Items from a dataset
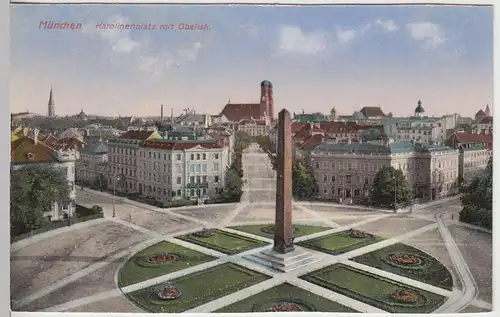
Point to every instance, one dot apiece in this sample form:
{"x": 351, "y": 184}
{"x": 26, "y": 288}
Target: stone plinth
{"x": 285, "y": 262}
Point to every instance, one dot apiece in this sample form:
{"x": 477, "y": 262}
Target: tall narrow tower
{"x": 51, "y": 111}
{"x": 266, "y": 98}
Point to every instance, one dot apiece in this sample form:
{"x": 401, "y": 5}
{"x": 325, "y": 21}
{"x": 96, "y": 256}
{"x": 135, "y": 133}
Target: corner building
{"x": 345, "y": 172}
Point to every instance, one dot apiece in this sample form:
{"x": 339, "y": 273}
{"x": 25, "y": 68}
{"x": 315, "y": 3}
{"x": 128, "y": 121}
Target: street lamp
{"x": 395, "y": 192}
{"x": 115, "y": 178}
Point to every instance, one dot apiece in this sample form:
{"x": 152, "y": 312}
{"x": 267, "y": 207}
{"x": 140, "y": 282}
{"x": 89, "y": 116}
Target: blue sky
{"x": 317, "y": 57}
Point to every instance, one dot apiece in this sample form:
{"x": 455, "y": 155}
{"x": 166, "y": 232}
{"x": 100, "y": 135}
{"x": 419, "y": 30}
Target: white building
{"x": 181, "y": 168}
{"x": 92, "y": 167}
{"x": 29, "y": 151}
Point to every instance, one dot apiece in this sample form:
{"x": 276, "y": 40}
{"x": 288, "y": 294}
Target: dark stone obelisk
{"x": 283, "y": 236}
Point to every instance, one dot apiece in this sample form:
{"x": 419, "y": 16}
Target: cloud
{"x": 121, "y": 43}
{"x": 118, "y": 39}
{"x": 387, "y": 25}
{"x": 296, "y": 41}
{"x": 344, "y": 36}
{"x": 431, "y": 34}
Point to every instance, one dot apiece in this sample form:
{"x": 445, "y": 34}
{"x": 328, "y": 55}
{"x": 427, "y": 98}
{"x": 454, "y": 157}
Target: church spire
{"x": 51, "y": 105}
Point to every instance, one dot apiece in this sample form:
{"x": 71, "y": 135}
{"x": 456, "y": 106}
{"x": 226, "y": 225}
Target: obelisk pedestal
{"x": 284, "y": 256}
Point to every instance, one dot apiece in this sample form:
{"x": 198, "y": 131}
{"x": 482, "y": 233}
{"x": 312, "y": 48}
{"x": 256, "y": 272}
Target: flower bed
{"x": 158, "y": 259}
{"x": 290, "y": 305}
{"x": 405, "y": 260}
{"x": 406, "y": 298}
{"x": 166, "y": 292}
{"x": 205, "y": 233}
{"x": 358, "y": 234}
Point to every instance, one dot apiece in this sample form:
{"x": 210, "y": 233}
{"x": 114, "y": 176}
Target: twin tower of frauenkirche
{"x": 266, "y": 98}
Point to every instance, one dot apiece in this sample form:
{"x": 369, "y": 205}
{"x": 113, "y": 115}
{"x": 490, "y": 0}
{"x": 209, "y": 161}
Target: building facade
{"x": 92, "y": 167}
{"x": 171, "y": 169}
{"x": 30, "y": 151}
{"x": 346, "y": 171}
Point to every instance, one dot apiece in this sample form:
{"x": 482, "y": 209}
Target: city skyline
{"x": 316, "y": 57}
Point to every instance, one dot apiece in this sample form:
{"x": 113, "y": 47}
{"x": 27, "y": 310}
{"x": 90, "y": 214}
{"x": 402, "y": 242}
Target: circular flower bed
{"x": 405, "y": 260}
{"x": 271, "y": 229}
{"x": 167, "y": 292}
{"x": 405, "y": 296}
{"x": 358, "y": 234}
{"x": 291, "y": 305}
{"x": 162, "y": 258}
{"x": 205, "y": 233}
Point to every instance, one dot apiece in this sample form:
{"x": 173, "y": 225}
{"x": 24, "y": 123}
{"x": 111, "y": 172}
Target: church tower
{"x": 266, "y": 99}
{"x": 51, "y": 111}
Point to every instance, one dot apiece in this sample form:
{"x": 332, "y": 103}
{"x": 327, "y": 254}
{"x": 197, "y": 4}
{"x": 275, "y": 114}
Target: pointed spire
{"x": 51, "y": 97}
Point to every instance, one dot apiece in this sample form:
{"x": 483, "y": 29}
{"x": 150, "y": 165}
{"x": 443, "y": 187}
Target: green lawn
{"x": 199, "y": 288}
{"x": 132, "y": 272}
{"x": 285, "y": 292}
{"x": 225, "y": 242}
{"x": 338, "y": 243}
{"x": 431, "y": 272}
{"x": 371, "y": 289}
{"x": 300, "y": 230}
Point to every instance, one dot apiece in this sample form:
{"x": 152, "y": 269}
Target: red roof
{"x": 136, "y": 135}
{"x": 311, "y": 142}
{"x": 67, "y": 144}
{"x": 487, "y": 120}
{"x": 480, "y": 113}
{"x": 470, "y": 138}
{"x": 372, "y": 112}
{"x": 237, "y": 112}
{"x": 180, "y": 145}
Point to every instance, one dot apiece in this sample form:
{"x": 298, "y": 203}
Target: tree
{"x": 34, "y": 190}
{"x": 390, "y": 189}
{"x": 477, "y": 200}
{"x": 303, "y": 184}
{"x": 233, "y": 186}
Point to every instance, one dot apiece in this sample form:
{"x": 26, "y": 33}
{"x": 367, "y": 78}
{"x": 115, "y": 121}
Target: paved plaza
{"x": 76, "y": 269}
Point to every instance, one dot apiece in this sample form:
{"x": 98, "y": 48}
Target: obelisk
{"x": 283, "y": 235}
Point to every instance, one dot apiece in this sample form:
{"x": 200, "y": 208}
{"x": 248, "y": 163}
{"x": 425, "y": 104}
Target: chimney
{"x": 35, "y": 136}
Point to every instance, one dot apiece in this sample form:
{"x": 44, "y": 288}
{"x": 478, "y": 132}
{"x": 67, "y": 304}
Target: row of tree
{"x": 477, "y": 200}
{"x": 233, "y": 187}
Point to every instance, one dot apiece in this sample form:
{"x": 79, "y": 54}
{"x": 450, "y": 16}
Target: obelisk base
{"x": 281, "y": 247}
{"x": 285, "y": 262}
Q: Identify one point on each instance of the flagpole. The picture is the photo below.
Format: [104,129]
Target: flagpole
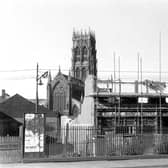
[36,110]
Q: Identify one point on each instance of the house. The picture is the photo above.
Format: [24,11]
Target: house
[8,125]
[16,106]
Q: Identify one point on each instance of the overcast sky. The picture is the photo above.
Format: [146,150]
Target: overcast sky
[41,31]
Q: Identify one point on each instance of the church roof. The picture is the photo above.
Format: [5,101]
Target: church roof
[17,105]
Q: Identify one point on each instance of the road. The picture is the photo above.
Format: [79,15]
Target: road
[139,163]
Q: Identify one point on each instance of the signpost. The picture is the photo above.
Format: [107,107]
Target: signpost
[34,133]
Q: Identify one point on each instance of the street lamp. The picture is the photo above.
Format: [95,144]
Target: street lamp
[39,82]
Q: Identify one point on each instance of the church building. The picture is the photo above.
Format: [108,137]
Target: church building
[67,95]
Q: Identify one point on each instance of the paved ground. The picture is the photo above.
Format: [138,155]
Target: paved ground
[141,163]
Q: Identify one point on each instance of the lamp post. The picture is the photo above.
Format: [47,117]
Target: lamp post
[39,82]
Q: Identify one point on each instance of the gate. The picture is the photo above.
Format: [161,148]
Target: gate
[87,142]
[10,149]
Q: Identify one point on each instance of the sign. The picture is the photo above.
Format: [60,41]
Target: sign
[34,132]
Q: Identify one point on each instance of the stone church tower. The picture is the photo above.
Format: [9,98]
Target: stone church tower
[84,60]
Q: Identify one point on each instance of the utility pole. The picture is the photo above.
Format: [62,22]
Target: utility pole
[37,101]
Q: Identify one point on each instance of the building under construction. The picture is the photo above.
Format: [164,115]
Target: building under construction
[131,112]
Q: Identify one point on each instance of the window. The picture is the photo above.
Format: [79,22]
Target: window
[77,73]
[84,51]
[77,51]
[83,73]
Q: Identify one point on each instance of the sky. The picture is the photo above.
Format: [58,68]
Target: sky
[40,31]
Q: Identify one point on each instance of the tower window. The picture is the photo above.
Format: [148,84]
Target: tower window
[83,74]
[84,51]
[77,51]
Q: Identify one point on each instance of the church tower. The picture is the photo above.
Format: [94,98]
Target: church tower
[84,60]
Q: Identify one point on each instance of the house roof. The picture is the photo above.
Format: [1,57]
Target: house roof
[5,118]
[17,105]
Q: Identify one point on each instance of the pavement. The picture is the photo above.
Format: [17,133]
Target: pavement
[137,163]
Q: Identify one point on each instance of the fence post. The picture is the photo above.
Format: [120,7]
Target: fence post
[21,139]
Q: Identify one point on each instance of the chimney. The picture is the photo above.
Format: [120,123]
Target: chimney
[136,86]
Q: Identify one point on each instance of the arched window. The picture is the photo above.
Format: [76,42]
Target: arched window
[77,51]
[75,110]
[77,73]
[83,74]
[84,51]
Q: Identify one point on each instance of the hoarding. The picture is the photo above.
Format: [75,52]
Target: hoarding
[34,132]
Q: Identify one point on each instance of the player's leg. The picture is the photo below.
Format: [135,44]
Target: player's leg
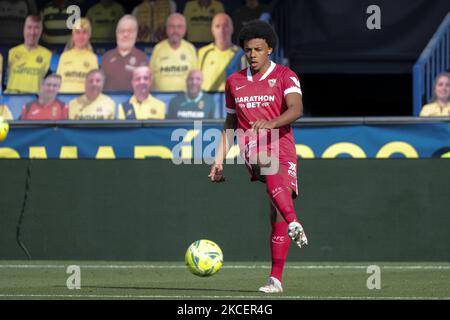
[279,248]
[281,187]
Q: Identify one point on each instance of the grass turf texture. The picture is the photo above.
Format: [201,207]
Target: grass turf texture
[239,280]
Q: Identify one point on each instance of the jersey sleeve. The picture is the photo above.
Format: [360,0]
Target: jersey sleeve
[291,83]
[230,104]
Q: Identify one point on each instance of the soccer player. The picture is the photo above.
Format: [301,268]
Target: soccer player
[142,105]
[55,16]
[152,16]
[264,100]
[172,59]
[220,57]
[93,105]
[5,113]
[46,106]
[194,104]
[119,63]
[199,14]
[104,17]
[440,105]
[29,62]
[76,62]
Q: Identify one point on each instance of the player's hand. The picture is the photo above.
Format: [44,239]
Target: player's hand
[261,125]
[216,173]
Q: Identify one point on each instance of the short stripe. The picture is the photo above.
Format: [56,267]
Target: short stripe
[231,111]
[293,90]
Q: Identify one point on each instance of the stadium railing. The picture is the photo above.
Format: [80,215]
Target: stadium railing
[15,102]
[434,59]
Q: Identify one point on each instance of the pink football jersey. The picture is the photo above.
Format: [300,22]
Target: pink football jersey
[256,97]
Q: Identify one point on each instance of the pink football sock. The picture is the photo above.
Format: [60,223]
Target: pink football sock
[279,247]
[281,197]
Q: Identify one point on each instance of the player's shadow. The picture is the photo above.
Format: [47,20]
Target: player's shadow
[168,289]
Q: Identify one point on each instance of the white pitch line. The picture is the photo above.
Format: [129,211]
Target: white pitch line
[212,297]
[54,266]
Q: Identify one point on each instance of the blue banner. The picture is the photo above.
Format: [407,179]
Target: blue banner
[423,140]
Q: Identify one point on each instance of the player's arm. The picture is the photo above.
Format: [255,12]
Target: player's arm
[226,141]
[294,111]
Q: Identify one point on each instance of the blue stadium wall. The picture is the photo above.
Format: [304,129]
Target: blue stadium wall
[151,210]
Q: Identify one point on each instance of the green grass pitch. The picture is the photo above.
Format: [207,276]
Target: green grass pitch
[236,280]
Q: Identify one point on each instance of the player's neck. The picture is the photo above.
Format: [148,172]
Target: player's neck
[30,46]
[124,51]
[43,101]
[141,97]
[442,102]
[263,69]
[175,45]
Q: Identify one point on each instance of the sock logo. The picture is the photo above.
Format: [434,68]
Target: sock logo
[278,239]
[275,192]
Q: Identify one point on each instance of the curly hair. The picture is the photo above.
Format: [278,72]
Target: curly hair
[257,29]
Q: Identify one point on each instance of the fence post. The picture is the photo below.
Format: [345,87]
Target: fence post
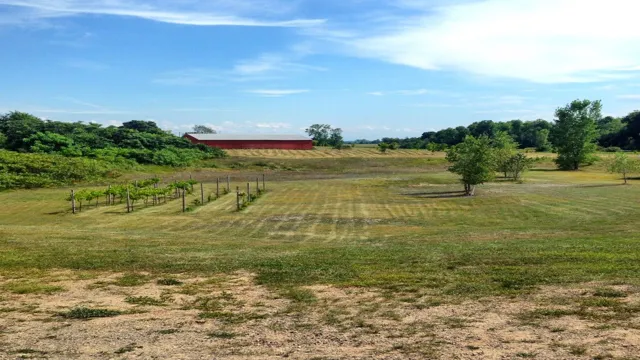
[184,200]
[73,202]
[238,197]
[128,202]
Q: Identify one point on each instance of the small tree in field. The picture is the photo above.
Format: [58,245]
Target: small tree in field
[505,149]
[518,164]
[622,164]
[474,161]
[575,133]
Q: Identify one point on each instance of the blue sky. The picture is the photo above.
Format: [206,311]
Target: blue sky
[374,68]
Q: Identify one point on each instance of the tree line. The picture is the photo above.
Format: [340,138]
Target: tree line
[574,137]
[136,141]
[611,134]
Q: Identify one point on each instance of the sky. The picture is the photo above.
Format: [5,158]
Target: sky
[374,68]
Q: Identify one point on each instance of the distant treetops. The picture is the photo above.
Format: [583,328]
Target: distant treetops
[142,142]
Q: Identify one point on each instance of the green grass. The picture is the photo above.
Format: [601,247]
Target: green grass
[394,224]
[144,301]
[169,282]
[30,287]
[88,313]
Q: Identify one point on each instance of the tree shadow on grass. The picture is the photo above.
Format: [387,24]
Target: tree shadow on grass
[437,194]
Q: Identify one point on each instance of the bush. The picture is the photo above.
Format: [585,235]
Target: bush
[18,170]
[612,149]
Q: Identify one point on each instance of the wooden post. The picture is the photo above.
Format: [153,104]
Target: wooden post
[184,200]
[156,200]
[73,202]
[128,202]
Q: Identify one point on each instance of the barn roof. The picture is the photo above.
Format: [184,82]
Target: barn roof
[240,137]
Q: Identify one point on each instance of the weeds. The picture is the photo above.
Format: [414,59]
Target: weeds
[87,313]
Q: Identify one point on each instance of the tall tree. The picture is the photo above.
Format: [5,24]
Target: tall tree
[18,126]
[622,164]
[505,148]
[575,132]
[319,133]
[473,160]
[203,129]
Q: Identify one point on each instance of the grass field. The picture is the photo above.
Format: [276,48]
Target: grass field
[345,257]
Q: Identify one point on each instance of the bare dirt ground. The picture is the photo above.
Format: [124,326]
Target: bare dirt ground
[231,317]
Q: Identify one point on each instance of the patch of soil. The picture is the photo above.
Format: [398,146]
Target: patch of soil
[233,318]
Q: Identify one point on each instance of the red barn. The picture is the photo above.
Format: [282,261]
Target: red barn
[226,141]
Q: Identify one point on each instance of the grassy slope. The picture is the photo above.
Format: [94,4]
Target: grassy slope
[390,231]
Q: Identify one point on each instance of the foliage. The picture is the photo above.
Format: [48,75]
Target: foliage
[325,135]
[517,164]
[136,140]
[203,129]
[18,170]
[335,139]
[505,148]
[319,133]
[623,164]
[575,133]
[473,160]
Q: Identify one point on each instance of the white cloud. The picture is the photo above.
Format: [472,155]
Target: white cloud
[86,64]
[273,125]
[189,77]
[545,41]
[193,12]
[630,97]
[276,93]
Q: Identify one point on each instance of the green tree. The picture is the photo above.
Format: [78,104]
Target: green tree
[518,164]
[202,129]
[335,138]
[542,140]
[575,133]
[383,147]
[505,148]
[320,133]
[48,142]
[473,160]
[17,126]
[622,164]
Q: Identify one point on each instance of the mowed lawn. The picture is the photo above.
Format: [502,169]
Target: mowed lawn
[341,259]
[396,231]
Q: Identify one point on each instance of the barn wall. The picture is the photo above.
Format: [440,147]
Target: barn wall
[257,144]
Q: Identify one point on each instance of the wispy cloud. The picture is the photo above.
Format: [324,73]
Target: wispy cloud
[86,64]
[190,77]
[193,12]
[277,92]
[503,38]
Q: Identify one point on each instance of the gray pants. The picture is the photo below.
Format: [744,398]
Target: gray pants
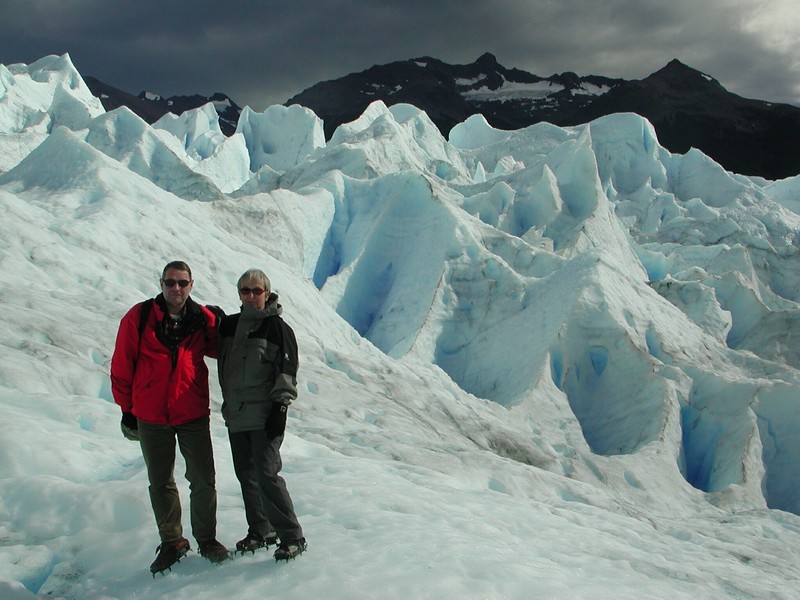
[267,504]
[158,448]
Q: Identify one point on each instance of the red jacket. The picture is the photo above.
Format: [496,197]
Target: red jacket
[159,384]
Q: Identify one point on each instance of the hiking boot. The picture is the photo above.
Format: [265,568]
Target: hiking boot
[213,551]
[290,549]
[168,554]
[253,542]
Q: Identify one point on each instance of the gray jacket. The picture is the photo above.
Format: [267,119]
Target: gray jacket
[257,365]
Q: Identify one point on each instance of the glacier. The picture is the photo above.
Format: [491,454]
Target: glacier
[551,362]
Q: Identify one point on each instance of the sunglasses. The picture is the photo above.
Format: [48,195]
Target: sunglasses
[248,291]
[171,282]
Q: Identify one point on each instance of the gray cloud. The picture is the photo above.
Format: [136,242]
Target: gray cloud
[262,52]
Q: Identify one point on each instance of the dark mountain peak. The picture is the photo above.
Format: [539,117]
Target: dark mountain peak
[675,73]
[487,61]
[687,108]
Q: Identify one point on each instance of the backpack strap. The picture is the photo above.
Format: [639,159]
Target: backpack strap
[144,315]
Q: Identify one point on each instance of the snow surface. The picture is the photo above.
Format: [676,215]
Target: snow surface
[547,363]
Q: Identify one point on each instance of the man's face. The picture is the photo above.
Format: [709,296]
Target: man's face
[177,293]
[253,294]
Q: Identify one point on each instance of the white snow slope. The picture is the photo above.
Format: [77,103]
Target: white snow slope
[544,363]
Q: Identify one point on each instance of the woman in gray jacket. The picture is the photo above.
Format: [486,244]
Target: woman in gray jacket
[258,374]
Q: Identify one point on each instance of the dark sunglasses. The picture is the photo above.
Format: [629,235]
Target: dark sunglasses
[248,291]
[171,282]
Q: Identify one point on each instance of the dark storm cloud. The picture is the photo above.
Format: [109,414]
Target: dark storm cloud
[263,52]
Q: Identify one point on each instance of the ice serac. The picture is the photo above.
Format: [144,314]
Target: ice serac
[224,160]
[280,137]
[153,154]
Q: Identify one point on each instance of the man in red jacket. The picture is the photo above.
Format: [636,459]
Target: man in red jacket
[160,380]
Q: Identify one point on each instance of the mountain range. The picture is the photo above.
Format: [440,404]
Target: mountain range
[688,108]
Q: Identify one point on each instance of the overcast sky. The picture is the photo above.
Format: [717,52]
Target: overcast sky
[263,52]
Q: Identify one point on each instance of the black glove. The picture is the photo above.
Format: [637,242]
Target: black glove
[276,422]
[218,312]
[130,427]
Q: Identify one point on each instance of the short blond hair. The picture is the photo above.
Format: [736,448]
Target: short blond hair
[256,275]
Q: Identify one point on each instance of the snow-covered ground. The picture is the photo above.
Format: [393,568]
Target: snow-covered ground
[547,363]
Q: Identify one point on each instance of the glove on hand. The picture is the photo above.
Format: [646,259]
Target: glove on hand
[130,427]
[276,422]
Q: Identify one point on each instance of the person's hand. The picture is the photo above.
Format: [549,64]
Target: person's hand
[130,427]
[276,422]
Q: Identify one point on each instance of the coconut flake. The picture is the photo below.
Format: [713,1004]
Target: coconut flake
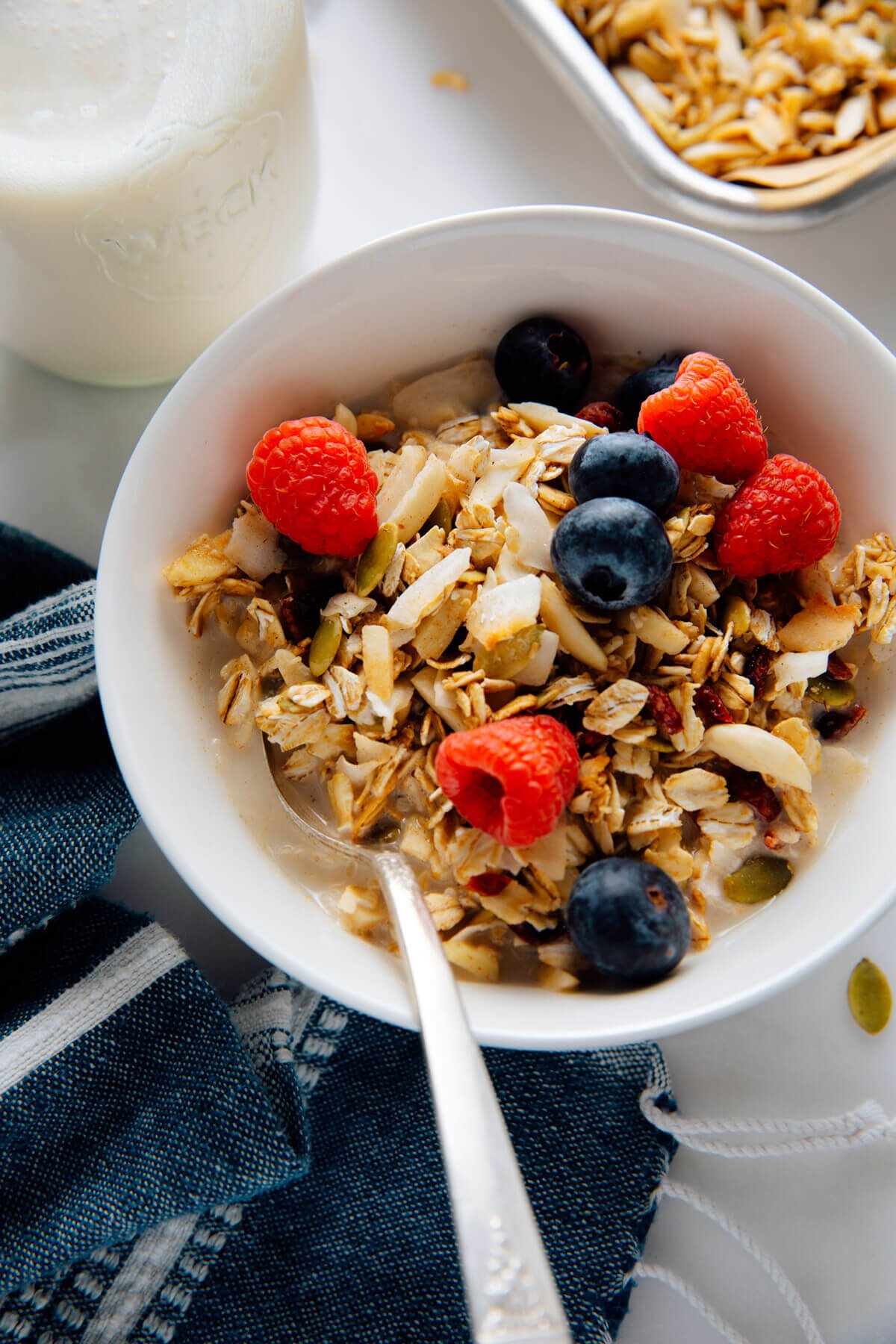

Work instruction:
Reproduce each line above that contains "flake".

Answer box:
Q: Identify one point on each instance of the coconut flake. The picture is the photo below.
Target: coconut flake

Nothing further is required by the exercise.